━━━━━ Task material

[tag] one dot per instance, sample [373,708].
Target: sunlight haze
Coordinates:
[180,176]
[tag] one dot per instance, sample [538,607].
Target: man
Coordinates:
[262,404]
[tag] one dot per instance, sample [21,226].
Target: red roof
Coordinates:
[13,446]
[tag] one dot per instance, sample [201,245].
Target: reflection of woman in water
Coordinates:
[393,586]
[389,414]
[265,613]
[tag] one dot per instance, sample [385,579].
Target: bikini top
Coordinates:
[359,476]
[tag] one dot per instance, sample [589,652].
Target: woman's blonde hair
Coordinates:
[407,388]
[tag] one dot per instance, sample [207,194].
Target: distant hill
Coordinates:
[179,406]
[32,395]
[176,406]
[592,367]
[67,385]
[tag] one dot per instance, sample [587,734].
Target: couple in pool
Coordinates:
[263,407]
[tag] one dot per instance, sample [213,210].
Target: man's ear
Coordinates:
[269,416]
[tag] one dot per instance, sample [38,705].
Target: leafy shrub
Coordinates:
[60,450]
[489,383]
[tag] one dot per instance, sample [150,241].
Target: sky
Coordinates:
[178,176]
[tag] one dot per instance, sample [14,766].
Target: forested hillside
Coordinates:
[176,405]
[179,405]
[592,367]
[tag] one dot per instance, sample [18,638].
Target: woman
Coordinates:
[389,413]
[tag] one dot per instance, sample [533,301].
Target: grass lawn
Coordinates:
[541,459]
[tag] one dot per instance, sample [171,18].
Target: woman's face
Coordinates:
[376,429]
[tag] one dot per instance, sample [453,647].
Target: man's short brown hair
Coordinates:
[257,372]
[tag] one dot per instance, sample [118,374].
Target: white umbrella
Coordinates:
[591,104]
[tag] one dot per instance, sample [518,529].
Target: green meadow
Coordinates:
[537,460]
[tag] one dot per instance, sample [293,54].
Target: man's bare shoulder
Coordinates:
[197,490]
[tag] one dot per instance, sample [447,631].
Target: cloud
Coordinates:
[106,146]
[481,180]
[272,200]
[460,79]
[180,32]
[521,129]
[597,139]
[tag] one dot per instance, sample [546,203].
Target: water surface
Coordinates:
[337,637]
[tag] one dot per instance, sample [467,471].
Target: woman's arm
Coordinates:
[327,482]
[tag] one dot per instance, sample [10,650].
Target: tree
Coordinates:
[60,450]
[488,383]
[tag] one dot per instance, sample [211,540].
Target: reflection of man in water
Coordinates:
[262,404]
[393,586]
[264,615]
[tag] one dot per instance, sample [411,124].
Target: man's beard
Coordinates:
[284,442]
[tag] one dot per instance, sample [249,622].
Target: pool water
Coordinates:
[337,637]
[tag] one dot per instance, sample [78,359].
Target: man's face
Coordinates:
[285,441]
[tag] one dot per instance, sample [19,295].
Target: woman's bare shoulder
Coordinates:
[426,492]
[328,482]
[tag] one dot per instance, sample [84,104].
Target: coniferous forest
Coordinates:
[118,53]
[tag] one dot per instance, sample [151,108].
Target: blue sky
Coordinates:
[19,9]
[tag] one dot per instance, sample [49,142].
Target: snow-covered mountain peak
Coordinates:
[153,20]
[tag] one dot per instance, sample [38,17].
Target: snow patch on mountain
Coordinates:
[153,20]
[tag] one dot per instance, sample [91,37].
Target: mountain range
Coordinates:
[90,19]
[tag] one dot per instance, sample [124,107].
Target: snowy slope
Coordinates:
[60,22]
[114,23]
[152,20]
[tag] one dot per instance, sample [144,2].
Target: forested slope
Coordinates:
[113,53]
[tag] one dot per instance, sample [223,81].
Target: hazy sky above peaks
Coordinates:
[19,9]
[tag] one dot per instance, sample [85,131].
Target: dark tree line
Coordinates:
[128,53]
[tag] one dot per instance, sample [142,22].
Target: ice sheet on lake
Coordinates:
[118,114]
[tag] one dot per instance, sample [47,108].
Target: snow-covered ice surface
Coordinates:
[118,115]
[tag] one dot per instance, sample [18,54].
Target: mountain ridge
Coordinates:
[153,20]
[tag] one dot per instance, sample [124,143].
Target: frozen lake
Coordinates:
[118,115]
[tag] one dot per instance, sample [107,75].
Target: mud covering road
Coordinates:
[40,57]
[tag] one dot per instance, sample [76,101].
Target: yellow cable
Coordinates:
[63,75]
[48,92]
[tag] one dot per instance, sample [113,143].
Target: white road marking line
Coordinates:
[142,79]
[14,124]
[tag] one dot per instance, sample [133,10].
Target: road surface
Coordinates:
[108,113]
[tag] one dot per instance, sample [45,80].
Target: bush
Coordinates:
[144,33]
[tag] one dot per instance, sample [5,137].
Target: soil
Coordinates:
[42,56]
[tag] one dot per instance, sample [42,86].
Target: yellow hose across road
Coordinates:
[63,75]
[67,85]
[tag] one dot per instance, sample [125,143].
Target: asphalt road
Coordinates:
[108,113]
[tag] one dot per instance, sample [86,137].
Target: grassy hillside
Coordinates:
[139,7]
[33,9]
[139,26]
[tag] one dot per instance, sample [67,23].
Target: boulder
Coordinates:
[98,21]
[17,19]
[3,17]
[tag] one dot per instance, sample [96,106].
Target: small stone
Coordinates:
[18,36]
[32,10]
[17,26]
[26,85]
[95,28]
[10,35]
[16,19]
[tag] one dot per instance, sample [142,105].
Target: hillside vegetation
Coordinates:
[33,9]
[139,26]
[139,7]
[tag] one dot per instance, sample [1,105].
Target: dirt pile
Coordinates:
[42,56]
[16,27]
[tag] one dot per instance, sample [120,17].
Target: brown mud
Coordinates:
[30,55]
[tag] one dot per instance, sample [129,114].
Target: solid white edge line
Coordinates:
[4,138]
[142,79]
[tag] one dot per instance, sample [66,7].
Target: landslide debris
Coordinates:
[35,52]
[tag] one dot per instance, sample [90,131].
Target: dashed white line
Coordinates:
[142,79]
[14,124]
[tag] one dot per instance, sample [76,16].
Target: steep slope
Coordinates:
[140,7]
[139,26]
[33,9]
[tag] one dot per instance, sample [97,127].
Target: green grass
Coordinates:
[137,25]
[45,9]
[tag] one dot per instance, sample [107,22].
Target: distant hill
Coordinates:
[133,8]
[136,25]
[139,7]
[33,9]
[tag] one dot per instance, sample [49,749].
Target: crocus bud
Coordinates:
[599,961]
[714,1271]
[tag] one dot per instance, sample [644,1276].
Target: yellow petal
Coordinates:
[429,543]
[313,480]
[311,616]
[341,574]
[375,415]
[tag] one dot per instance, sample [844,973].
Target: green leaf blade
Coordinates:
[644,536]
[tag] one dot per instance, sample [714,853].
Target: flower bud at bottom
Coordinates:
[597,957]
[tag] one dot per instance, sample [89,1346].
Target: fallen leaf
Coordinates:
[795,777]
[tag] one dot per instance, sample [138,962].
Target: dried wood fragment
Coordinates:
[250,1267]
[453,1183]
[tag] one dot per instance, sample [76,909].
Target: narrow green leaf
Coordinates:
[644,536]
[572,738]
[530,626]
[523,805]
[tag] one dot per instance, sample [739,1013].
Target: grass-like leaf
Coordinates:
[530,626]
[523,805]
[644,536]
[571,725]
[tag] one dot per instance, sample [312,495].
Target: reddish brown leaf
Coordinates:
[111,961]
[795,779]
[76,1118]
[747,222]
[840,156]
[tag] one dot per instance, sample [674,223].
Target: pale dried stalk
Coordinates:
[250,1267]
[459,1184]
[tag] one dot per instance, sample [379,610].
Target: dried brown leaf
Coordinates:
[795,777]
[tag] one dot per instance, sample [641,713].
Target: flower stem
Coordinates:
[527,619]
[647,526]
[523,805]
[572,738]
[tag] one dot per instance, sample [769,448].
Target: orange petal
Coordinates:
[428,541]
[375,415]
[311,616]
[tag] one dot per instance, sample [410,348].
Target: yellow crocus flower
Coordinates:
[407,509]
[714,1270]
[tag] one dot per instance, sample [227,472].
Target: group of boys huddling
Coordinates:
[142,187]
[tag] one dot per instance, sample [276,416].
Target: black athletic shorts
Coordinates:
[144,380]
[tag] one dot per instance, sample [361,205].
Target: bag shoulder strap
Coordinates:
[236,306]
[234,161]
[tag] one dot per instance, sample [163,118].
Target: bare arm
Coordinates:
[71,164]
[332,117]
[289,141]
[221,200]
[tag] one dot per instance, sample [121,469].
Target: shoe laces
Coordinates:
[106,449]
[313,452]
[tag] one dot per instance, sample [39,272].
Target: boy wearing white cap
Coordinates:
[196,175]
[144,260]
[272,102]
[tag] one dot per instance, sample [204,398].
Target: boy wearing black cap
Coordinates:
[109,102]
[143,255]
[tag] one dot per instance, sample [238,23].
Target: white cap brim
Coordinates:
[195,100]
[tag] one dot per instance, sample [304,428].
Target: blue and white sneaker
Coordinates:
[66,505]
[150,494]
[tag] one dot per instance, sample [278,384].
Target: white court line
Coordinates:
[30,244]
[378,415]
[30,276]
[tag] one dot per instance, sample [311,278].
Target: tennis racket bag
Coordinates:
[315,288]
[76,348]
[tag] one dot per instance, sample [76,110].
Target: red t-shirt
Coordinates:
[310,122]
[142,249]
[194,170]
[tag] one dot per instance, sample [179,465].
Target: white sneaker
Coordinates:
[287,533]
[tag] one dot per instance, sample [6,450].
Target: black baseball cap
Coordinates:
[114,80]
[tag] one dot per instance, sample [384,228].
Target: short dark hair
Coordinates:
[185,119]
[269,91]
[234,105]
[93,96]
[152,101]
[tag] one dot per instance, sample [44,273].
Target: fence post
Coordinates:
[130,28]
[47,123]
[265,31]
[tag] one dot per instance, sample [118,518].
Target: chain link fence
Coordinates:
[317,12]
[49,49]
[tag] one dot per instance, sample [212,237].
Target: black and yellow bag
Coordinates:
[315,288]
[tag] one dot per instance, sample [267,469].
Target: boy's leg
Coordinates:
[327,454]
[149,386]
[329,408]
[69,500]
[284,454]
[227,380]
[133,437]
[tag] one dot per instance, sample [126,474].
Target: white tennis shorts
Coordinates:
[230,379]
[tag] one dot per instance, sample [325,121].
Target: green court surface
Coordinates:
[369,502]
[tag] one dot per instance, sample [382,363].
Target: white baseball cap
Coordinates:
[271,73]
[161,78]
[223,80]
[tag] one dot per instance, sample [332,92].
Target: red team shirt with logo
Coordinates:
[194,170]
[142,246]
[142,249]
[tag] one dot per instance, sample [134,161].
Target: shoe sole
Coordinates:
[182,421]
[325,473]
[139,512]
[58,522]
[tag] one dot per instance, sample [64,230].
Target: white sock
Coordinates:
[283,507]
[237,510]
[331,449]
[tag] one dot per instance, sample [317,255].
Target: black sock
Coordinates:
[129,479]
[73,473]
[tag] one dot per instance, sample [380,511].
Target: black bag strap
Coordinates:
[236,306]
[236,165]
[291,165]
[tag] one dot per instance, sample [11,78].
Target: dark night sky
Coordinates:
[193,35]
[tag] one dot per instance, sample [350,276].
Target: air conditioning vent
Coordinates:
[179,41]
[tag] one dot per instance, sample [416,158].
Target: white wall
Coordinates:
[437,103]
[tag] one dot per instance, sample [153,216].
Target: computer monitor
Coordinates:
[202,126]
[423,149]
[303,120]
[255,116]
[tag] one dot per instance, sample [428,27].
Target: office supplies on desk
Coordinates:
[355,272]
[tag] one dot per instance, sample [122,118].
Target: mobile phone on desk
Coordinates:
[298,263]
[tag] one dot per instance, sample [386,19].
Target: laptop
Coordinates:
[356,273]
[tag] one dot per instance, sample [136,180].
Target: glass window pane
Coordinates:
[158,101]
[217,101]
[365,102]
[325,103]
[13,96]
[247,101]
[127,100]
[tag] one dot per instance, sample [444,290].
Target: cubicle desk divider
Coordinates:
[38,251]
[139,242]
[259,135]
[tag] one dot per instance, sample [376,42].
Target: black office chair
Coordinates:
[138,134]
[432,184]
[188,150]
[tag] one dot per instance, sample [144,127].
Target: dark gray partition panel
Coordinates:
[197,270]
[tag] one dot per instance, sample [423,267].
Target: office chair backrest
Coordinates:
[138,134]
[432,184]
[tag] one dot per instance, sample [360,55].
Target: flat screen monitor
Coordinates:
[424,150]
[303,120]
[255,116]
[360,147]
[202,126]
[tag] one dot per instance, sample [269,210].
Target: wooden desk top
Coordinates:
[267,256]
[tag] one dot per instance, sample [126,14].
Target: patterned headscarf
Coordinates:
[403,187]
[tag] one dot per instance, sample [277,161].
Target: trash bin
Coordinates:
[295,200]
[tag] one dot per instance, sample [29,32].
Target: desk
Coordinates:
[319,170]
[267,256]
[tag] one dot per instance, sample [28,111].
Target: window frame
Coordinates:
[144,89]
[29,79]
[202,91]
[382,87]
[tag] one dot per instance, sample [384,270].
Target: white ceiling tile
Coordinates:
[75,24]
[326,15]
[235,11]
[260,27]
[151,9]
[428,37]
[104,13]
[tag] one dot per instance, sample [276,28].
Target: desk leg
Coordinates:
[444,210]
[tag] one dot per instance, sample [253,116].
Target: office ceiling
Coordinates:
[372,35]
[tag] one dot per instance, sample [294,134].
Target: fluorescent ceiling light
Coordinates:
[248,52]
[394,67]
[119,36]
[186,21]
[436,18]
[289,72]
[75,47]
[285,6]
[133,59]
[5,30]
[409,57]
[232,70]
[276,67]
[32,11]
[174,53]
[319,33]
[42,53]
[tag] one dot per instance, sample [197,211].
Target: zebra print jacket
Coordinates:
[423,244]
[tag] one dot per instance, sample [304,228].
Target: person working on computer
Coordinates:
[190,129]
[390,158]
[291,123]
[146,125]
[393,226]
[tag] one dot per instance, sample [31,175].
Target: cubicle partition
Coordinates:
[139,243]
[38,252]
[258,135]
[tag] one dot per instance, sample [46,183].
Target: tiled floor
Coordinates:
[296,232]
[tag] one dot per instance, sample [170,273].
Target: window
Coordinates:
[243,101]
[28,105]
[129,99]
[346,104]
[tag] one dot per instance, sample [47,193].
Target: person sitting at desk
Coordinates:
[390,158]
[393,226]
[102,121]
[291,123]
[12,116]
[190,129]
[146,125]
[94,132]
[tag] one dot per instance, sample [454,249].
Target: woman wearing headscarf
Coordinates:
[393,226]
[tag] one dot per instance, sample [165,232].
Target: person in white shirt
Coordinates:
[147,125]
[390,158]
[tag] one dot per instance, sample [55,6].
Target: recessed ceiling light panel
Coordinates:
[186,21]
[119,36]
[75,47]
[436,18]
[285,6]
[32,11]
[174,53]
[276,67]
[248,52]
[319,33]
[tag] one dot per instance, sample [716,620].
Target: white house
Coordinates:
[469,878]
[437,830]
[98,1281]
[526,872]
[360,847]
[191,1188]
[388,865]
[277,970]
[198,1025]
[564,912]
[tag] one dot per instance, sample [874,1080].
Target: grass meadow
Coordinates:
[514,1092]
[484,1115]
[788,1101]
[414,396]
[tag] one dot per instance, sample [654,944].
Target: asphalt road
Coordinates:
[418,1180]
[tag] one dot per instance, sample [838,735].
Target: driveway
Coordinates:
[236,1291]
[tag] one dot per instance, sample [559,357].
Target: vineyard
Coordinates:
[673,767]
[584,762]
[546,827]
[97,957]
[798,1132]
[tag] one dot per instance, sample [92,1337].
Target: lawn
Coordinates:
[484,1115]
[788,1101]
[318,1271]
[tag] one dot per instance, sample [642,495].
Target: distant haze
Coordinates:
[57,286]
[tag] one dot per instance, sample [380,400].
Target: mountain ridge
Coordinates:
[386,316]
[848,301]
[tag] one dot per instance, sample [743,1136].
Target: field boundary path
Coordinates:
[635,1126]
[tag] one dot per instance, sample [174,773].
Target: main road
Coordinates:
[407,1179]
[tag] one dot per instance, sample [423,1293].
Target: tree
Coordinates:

━━━━━━━━━━

[Problem details] Quote exactly what appears from the line containing "[tag] one dot per instance, sample [165,232]." through the final line of the listing above, including both of those lines.

[Reply to the exercise]
[tag] one dot per instance, sample [165,232].
Target: person in white shirt
Coordinates:
[147,125]
[390,158]
[tag] one dot per instance, sample [55,6].
Target: recessed ceiling light panel
Coordinates:
[186,21]
[119,36]
[75,47]
[436,18]
[285,6]
[32,11]
[174,53]
[276,67]
[248,52]
[319,33]
[tag] one dot per instance, sample [716,620].
Target: white house
Coordinates:
[469,878]
[437,830]
[98,1281]
[526,872]
[360,847]
[191,1188]
[388,865]
[277,970]
[198,1025]
[564,912]
[tag] one dot per instance, sample [874,1080].
Target: grass meadow
Coordinates:
[514,1092]
[484,1115]
[788,1101]
[414,396]
[tag] one dot per instance, sample [654,944].
Target: asphalt road
Coordinates:
[418,1180]
[tag] one dot per instance, sample [838,735].
Target: driveway
Coordinates:
[236,1291]
[tag] one dot per instance, sample [559,357].
Target: vineyard
Coordinates:
[673,767]
[584,762]
[546,827]
[97,957]
[798,1132]
[tag] one dot per instance, sample [92,1337].
Target: lawn
Coordinates:
[484,1115]
[788,1101]
[318,1271]
[tag] one dot per instance, sample [642,495].
Target: distant haze
Coordinates:
[57,286]
[tag] one dot per instance, sample [380,400].
Target: mountain ridge
Coordinates:
[386,316]
[848,301]
[tag] one dot per instance, sample [743,1136].
Target: field boundary path
Coordinates:
[635,1126]
[tag] one dot per instance, sample [174,773].
Target: main road
Coordinates:
[407,1179]
[tag] one dot per instance, sample [423,1293].
Target: tree
Coordinates:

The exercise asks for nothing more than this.